### EXERCISE DETAILS
Each entry must appear in the answer exactly as written.

DATA FOR REVIEW START

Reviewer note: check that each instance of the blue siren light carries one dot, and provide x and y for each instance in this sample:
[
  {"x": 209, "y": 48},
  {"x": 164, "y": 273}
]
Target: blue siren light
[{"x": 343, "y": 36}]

DATA FOR REVIEW END

### RESPONSE AREA
Reviewer note: check that each instance of the blue siren light carries one dot, and provide x and y for each instance in this sample:
[
  {"x": 209, "y": 48},
  {"x": 164, "y": 273}
]
Target: blue siren light
[{"x": 343, "y": 36}]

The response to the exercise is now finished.